#### [TASK DESCRIPTION]
Quote the full listing below word for word, keeping every line in its original order.

• • • •

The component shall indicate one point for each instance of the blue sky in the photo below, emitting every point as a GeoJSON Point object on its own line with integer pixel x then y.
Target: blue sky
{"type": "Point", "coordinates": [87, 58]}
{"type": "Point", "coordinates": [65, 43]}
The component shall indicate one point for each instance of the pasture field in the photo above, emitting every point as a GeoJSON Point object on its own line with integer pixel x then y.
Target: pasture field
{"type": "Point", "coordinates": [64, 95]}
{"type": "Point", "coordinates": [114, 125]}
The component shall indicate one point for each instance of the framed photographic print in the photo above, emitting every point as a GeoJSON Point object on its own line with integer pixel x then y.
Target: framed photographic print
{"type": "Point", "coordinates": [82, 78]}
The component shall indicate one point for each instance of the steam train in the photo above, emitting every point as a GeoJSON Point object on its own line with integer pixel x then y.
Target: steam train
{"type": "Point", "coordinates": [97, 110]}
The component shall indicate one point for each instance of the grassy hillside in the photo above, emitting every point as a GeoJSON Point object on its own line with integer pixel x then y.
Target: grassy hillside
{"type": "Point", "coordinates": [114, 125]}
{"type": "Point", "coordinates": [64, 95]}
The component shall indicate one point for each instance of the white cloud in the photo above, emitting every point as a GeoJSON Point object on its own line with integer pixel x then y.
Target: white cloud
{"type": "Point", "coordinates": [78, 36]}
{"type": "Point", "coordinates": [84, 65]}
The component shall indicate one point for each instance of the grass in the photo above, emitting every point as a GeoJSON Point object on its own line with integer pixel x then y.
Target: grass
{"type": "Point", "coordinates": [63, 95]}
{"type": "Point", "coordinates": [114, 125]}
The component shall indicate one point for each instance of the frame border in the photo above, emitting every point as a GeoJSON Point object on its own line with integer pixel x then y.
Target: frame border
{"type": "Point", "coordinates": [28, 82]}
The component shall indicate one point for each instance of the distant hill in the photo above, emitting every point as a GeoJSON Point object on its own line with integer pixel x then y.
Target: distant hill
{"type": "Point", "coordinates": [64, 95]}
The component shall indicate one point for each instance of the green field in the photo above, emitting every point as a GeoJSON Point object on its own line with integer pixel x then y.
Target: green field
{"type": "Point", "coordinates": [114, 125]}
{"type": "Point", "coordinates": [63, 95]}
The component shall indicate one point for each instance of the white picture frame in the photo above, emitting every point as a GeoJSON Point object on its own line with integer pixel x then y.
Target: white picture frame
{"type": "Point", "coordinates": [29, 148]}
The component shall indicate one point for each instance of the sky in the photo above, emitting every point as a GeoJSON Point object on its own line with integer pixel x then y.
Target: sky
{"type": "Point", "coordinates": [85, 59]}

• • • •

#### [SOLUTION TO THE EXERCISE]
The component shall indicate one point for each instance of the blue sky in the photo below, emitting every point as a GeoJSON Point object on its own line with integer pixel x then y.
Target: blue sky
{"type": "Point", "coordinates": [87, 58]}
{"type": "Point", "coordinates": [65, 43]}
The component shall indicate one point for each instance of the pasture field in the photo above, emitting every point as a GeoJSON Point object on its own line with integer pixel x then y.
Target: pasture field
{"type": "Point", "coordinates": [64, 95]}
{"type": "Point", "coordinates": [114, 125]}
The component shall indicate one point for each instance of the framed photographic print in the photo above, emitting every point as a GeoJSON Point object on its own line with integer pixel x then y.
Target: framed photographic print
{"type": "Point", "coordinates": [82, 78]}
The component shall indicate one point for each instance of the steam train in the photo above, emitting every point as a GeoJSON Point object on its own line with integer pixel x then y.
Target: steam train
{"type": "Point", "coordinates": [97, 110]}
The component shall indicate one point for each instance of the grassy hillside in the photo above, emitting every point as a GeoJSON Point object on its own line with integer pixel x then y.
Target: grassy hillside
{"type": "Point", "coordinates": [114, 125]}
{"type": "Point", "coordinates": [64, 95]}
The component shall indicate one point for each instance of the white cloud in the photo above, emitting every point as a GeoJSON Point object on its own line with integer pixel x then y.
Target: white cloud
{"type": "Point", "coordinates": [78, 36]}
{"type": "Point", "coordinates": [84, 65]}
The component shall indicate one point for each instance of the grass in the photo above, emitting every point as a GeoJSON Point object on its own line with integer pixel x then y.
Target: grass
{"type": "Point", "coordinates": [63, 95]}
{"type": "Point", "coordinates": [114, 125]}
The component shall indicate one point for each instance of the frame border in the photo above, emitting every point as a GeoJSON Point object on its own line with integer pixel x then y.
Target: frame border
{"type": "Point", "coordinates": [28, 82]}
The component shall indicate one point for each instance of the distant hill in the photo above, emitting every point as a GeoJSON Point object on its own line with integer pixel x then y.
Target: distant hill
{"type": "Point", "coordinates": [64, 95]}
The component shall indicate one point for each instance of the green field in the photo above, emitting every point as a GeoJSON Point object on its own line with integer pixel x then y.
Target: green field
{"type": "Point", "coordinates": [114, 125]}
{"type": "Point", "coordinates": [63, 95]}
The component shall indicate one point for each instance of the white picture frame in the photo above, emitting every point as a GeoJSON Point object on its own line with integer pixel x then y.
Target: white picture frame
{"type": "Point", "coordinates": [29, 148]}
The component shall indicate one point for each instance of the sky in the photo above, emitting every point as a GeoJSON Point object on its own line with integer pixel x then y.
Target: sky
{"type": "Point", "coordinates": [85, 59]}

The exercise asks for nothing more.